* Instructions for the task
The exercise calls for every entry that follows to be repeated exactly.

* Records shown
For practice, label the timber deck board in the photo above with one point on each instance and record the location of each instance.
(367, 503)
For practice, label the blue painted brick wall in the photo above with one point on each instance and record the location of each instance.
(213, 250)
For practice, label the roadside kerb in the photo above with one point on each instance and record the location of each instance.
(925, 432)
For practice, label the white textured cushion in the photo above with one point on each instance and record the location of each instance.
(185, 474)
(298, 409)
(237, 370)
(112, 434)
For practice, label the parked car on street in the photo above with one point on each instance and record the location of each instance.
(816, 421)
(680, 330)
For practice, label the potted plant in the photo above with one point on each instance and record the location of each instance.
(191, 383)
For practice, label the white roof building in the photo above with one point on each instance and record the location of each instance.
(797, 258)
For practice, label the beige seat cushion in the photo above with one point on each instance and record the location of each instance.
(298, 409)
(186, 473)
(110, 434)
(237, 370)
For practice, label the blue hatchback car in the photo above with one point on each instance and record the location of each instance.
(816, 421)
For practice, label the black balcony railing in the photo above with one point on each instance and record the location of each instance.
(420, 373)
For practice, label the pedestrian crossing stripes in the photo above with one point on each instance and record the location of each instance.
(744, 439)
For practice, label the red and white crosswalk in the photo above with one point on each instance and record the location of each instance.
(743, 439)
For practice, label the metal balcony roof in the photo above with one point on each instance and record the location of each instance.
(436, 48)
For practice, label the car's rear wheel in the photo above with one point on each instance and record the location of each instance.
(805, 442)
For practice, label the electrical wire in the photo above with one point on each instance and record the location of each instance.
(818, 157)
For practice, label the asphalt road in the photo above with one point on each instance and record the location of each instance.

* Exercise output
For practice, label the timber deck board in the photo above with one point on each instance and record the location of each instance.
(367, 503)
For practice, label the blue painted brick wall in the photo above with one point on each instance and record the location of each instance.
(213, 250)
For practice, label the roadside kerb in the photo above with one point on each instance and record the location of each instance.
(925, 432)
For practice, label the white textured cushion in the photo above with one point on each instance and record the location of each instance.
(185, 474)
(298, 409)
(237, 370)
(112, 434)
For practice, label the parked car on street in the photo above with one point on each instance and record the location of each instance.
(816, 421)
(680, 330)
For practice, label the potted plant in the photo above with one point on each instance and record the location of each instance.
(191, 383)
For practice, label the white roof building in the photo above with one point on each instance and record the location of each instance.
(797, 258)
For practice, label the beige seat cushion in the photo above with one point on each instance and record the location of each instance.
(298, 409)
(186, 473)
(110, 434)
(237, 370)
For practice, label the blue hatchback car in the photo above with one point on each instance and record the location of each instance.
(816, 421)
For practice, label the black balcony railing in the photo above with one point on each instance and record the location of each instance.
(420, 373)
For practice, label the pedestrian crossing stripes in the photo above with one point on each instance and record the location of each instance.
(744, 439)
For practice, label the red and white crosswalk in the photo above with one point on each instance and record the location of each instance.
(743, 439)
For practice, label the metal balcony roof in the photo above with one point on each instance and record the location of each instance.
(436, 48)
For practice, label the car's rear wheel in the photo above with one point on each instance and record the location of each instance.
(805, 442)
For practice, label the electrical wire in the photo above with one point on each instance and record the location of each instance.
(818, 157)
For practice, label the asphalt road in the photo above with one point on each instance and record the location of each instance.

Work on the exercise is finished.